_CONSIGNE A:_ Dans l'extrait sur la nomination de Stéphane Bern, à quelle date le directeur général des patrimoines a-t-il annoncé la création du groupe de travail ?

_EXTRAIT FOURNI:_
•••••
Cette annonce du président de la République à l’occasion des Journées européennes du patrimoine 2017 a suscité une vive polémique. Il n’y avait pourtant aucune surprise dans cette nomination : déjà, quand François Hollande était encore président, Audrey Azoulay, ministre de la Culture et de la Communication, nourrissait de grands desseins pour M. Stéphane Bern. Le 15 juin 2016 (et non le 1er avril), le directeur général des patrimoines annonçait à l’assemblée générale des Vieilles Maisons Françaises « la création d’un groupe de travail ayant pour objet d’encourager les changements d’usage des lieux patrimoniaux. Convaincue que le patrimoine ne peut vivre et se transmettre que s’il a un usage, Audrey Azoulay, ministre de la Culture, a décidé de confier la présidence de ce groupe de travail à Stéphane Bern, célèbre animateur de télévision et amoureux fou du patrimoine ».

Emmanuel Macron a donc trouvé son nouveau Mérimée ; de Gaulle, lui, avait Malraux. Autre temps, autres mœurs. Les animateurs-vedettes ont un avantage supérieur : ils occupent l’espace médiatique et ne coûtent pas un centime au ministère de la Culture.
•••••
(Entrées de pointage d'objets nommés)

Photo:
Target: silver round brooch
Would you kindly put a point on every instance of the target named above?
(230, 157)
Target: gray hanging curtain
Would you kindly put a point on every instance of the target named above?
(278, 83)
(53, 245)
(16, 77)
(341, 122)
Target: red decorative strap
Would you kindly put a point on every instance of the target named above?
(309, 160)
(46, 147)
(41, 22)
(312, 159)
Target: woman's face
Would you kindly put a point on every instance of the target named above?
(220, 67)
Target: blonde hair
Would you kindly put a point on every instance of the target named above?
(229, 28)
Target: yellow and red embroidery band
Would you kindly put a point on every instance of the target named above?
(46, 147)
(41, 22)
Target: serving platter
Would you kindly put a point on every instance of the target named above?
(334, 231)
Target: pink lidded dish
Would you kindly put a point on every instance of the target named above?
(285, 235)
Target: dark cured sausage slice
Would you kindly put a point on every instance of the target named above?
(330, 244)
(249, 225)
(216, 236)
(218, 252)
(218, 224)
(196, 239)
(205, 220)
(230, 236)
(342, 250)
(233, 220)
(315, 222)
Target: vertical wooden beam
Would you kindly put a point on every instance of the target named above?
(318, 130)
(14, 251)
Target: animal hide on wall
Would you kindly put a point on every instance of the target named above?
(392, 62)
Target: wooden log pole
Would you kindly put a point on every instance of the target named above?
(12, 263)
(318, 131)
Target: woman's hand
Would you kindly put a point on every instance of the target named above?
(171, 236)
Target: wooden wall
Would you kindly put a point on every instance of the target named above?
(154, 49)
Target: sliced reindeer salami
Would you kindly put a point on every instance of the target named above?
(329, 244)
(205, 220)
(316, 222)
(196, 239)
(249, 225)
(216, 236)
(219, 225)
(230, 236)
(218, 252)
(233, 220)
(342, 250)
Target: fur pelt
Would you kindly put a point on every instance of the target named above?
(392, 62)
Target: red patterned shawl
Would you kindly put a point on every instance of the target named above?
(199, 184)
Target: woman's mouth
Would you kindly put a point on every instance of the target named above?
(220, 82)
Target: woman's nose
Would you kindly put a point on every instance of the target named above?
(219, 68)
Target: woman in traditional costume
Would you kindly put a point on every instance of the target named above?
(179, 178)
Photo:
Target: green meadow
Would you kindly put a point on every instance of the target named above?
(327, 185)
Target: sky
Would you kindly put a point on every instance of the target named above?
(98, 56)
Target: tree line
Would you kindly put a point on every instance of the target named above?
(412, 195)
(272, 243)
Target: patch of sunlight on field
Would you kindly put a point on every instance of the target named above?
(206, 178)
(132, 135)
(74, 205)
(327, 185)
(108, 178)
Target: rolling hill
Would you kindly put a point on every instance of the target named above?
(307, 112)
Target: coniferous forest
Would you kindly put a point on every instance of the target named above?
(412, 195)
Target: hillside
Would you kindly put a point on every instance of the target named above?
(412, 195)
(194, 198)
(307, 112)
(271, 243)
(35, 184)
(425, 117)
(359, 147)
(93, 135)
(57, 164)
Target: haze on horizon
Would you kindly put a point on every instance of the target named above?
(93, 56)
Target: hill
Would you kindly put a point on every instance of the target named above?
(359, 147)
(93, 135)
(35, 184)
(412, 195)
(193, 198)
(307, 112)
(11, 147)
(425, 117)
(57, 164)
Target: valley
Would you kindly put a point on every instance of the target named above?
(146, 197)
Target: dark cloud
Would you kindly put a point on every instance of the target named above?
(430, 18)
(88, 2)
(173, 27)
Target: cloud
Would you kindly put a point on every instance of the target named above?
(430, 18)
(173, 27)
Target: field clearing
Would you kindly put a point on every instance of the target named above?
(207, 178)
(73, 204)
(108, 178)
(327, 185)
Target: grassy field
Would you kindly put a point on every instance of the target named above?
•••••
_CONSIGNE B:_ Repérez dans les enregistrements chaque ligne où figure la chaîne « field », puis recopiez-les toutes. Les majuscules et les minuscules comptent.

_RÉPONSE A:_ Le 15 juin 2016.

_RÉPONSE B:_
Target: patch of sunlight on field
Target: field clearing
Target: grassy field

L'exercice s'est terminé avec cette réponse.